TASK REQUIREMENTS: Transcribe the following entries word for word; no picture is to appear in the copy.

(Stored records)

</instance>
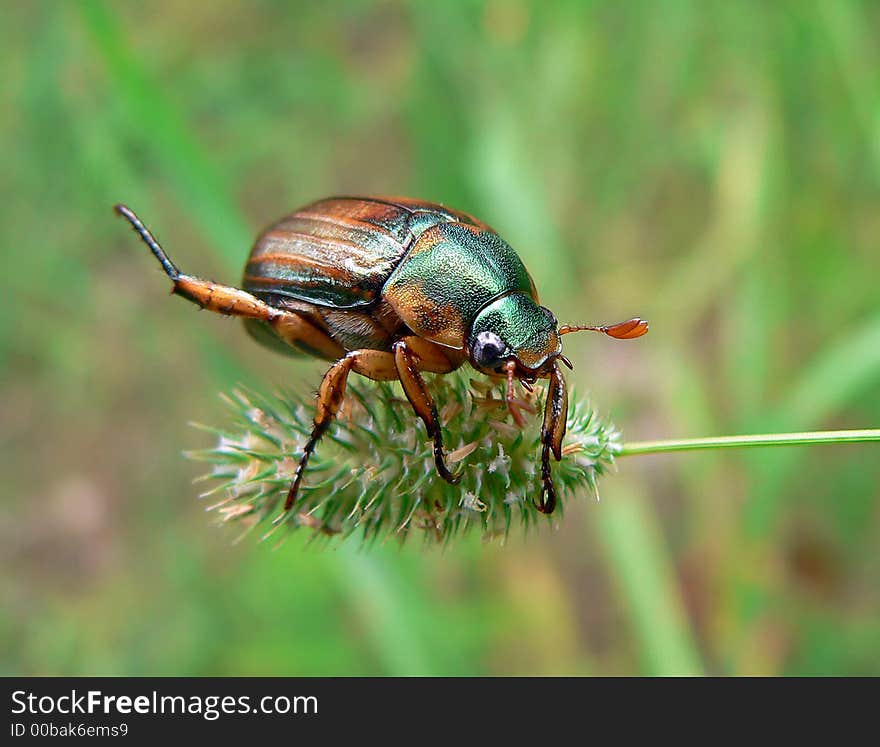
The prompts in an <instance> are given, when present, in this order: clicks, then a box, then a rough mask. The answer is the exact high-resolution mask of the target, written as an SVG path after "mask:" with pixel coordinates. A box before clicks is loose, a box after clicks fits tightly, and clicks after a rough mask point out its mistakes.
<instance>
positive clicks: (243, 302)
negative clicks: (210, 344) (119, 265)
mask: <svg viewBox="0 0 880 747" xmlns="http://www.w3.org/2000/svg"><path fill="white" fill-rule="evenodd" d="M114 210H115V211H116V213H117V214H118V215H121V216H122V217H123V218H125V219H126V220H127V221H128V222H129V223H130V224H131V227H132V228H133V229H134V231H135V233H137V234H138V236H140V238H141V240H142V241H143V242H144V243H145V244H146V245H147V246H148V247H149V248H150V251H151V252H152V253H153V256H154V257H156V259H157V260H158V261H159V264H160V265H162V269H163V270H165V274H166V275H168V277H169V278H171V280H172V281H173V282H174V288H173V289H172V293H176V294H177V295H178V296H183V298H185V299H187V300H188V301H192V302H193V303H195V304H198V305H199V306H201V307H202V308H203V309H208V310H209V311H213V312H216V313H218V314H226V315H230V316H243V317H248V318H250V319H262V320H264V321H269V322H271V321H274V320H275V319H276V318H277V317H278V316H279V315H280V314H281V312H279V311H278V310H277V309H274V308H272V307H271V306H269V305H268V304H266V303H264V302H263V301H261V300H260V299H258V298H257V297H256V296H253V295H251V294H250V293H248V292H247V291H243V290H241V289H240V288H233V287H231V286H228V285H220V284H218V283H212V282H211V281H209V280H201V279H200V278H196V277H193V276H192V275H185V274H184V273H182V272H180V270H178V269H177V265H175V264H174V262H172V261H171V258H170V257H169V256H168V255H167V254H166V253H165V250H164V249H163V248H162V246H161V245H160V244H159V242H158V241H157V240H156V238H155V237H154V236H153V234H152V233H151V232H150V229H149V228H147V227H146V226H145V225H144V223H143V221H141V219H140V218H138V217H137V215H136V214H135V212H134V210H132V209H131V208H129V207H127V206H126V205H116V206H115V207H114Z"/></svg>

TASK ANSWER:
</instance>
The prompts in an <instance> are given, when present, in this order: clicks, then a box, then a rough mask. The answer is the exact high-resolution mask of the target, written as an SVG path after "mask:" with pixel coordinates. A box before clicks is loose, a box after clicks fits tightly, and clicks after a rough mask point out its mistakes.
<instance>
positive clicks: (243, 302)
negative clicks: (210, 344) (119, 265)
mask: <svg viewBox="0 0 880 747" xmlns="http://www.w3.org/2000/svg"><path fill="white" fill-rule="evenodd" d="M114 210H115V211H116V213H117V214H118V215H121V216H122V217H123V218H125V219H126V220H127V221H128V222H129V223H130V224H131V227H132V228H133V229H134V231H135V233H137V234H138V236H140V238H141V240H142V241H143V242H144V243H145V244H146V245H147V246H148V247H149V248H150V251H151V252H152V253H153V256H154V257H156V259H157V260H158V261H159V264H160V265H162V269H163V270H165V274H166V275H168V277H169V278H171V280H172V281H173V282H174V288H173V289H172V293H176V294H177V295H178V296H183V298H185V299H187V300H188V301H192V302H193V303H195V304H198V305H199V306H201V307H202V308H203V309H208V310H209V311H213V312H216V313H218V314H226V315H230V316H243V317H248V318H250V319H262V320H264V321H269V322H271V321H274V320H275V319H276V318H277V317H278V316H279V315H280V314H281V312H279V311H278V310H277V309H274V308H272V307H271V306H269V305H268V304H266V303H264V302H263V301H261V300H260V299H258V298H257V297H256V296H253V295H251V294H250V293H248V292H247V291H243V290H241V289H240V288H233V287H231V286H228V285H220V284H218V283H212V282H211V281H209V280H201V279H200V278H196V277H193V276H192V275H185V274H184V273H182V272H180V270H178V269H177V265H175V264H174V262H172V261H171V258H170V257H169V256H168V255H167V254H166V253H165V250H164V249H163V248H162V246H161V245H160V244H159V242H158V241H157V240H156V238H155V237H154V236H153V234H152V233H151V232H150V229H149V228H147V227H146V226H145V225H144V223H143V221H141V219H140V218H138V217H137V215H136V214H135V212H134V210H132V209H131V208H129V207H127V206H126V205H116V206H115V207H114Z"/></svg>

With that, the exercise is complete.